Given problem
Copy out all of the records below, replacing each occurrence of "could you provide those" with "please list those" and keeping everything else the same.

Records for the task
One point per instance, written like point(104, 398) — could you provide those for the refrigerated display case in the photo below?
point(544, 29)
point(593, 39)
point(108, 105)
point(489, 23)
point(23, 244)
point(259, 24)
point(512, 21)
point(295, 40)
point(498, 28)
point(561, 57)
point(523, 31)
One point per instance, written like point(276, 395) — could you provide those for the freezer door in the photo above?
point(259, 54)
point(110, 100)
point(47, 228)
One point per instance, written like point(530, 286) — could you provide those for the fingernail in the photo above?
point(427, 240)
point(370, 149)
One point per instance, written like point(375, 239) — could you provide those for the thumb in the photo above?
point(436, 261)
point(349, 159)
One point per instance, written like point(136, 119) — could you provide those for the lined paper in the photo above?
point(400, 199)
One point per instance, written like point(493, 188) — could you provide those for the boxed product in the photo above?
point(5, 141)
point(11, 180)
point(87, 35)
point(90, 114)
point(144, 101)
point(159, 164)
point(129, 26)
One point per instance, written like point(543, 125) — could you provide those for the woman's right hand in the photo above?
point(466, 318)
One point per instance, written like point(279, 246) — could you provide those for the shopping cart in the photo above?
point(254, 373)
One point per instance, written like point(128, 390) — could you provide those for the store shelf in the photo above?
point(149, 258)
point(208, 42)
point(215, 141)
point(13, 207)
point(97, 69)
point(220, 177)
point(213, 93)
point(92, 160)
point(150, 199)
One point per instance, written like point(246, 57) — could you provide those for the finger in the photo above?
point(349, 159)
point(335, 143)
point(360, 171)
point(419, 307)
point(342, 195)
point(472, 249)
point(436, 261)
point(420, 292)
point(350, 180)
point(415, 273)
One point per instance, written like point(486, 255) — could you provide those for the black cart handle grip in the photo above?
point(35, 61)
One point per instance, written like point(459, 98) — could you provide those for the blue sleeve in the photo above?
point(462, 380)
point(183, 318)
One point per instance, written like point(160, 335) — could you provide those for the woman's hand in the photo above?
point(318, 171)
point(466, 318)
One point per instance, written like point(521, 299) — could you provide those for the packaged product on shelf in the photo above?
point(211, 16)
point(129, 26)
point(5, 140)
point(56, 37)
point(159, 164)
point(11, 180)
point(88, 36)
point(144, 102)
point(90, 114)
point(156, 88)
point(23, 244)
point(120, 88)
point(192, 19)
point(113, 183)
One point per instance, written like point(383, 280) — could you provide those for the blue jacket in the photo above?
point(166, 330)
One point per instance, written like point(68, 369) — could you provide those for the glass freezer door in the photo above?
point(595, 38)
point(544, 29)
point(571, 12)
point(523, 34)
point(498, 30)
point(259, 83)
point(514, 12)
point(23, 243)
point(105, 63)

Result for this task
One point per instance, written like point(104, 398) — please list those for the refrigerated display case in the photo below?
point(544, 29)
point(593, 39)
point(108, 105)
point(489, 23)
point(23, 244)
point(259, 24)
point(512, 21)
point(295, 40)
point(498, 28)
point(561, 57)
point(523, 31)
One point per instance, written like point(276, 395) — please list those for the freezer door in the photo above?
point(259, 54)
point(110, 100)
point(47, 228)
One point per instance, written like point(530, 286) — please list those for the fingernail in the photo above?
point(427, 240)
point(370, 149)
One point per instance, written like point(375, 239) — please list those for the thumb in the photo above?
point(436, 261)
point(349, 159)
One point per instance, written like point(136, 119) — please list those for the lined paper in the photo above?
point(400, 199)
One point per instance, written like point(493, 188) — please list those for the boxed product in the photo above?
point(5, 141)
point(11, 180)
point(87, 35)
point(90, 114)
point(144, 101)
point(159, 164)
point(129, 26)
One point per instance, written like point(543, 125) — please list those for the woman's right hand in the photo above?
point(466, 318)
One point per instance, written like point(279, 246) — please list those for the shopping cart in the photo above?
point(254, 373)
One point per instance, written like point(128, 390) — please list those for the store shelf in the photo above?
point(149, 258)
point(208, 42)
point(215, 141)
point(13, 207)
point(97, 69)
point(220, 177)
point(213, 93)
point(92, 160)
point(150, 199)
One point per instance, written like point(246, 57) — please list those for the finger in the photo above?
point(349, 159)
point(335, 143)
point(360, 171)
point(419, 307)
point(342, 195)
point(472, 249)
point(436, 261)
point(420, 292)
point(350, 180)
point(415, 273)
One point per instance, written like point(486, 255) — please list those for the black cart handle grip in the photo above?
point(35, 61)
One point per instance, written like point(459, 98) — please list those for the blue sleeve in the photo above?
point(462, 380)
point(183, 318)
One point per instance, written like point(160, 335) — please list those for the woman's hand in the photo above?
point(318, 171)
point(466, 318)
One point per instance, written like point(521, 299) — please list those for the packaged product on shelf in the photo above?
point(211, 16)
point(129, 26)
point(5, 140)
point(56, 37)
point(159, 164)
point(11, 180)
point(88, 36)
point(144, 102)
point(90, 114)
point(156, 88)
point(23, 244)
point(120, 88)
point(192, 19)
point(113, 183)
One point per instance, written like point(383, 280) — please list those for the blue jacket in the photo above?
point(166, 330)
One point per instance, written like point(68, 369) — please list those for the glass freezer door in the photo above?
point(595, 38)
point(544, 29)
point(571, 12)
point(523, 34)
point(498, 30)
point(259, 83)
point(514, 12)
point(23, 243)
point(105, 63)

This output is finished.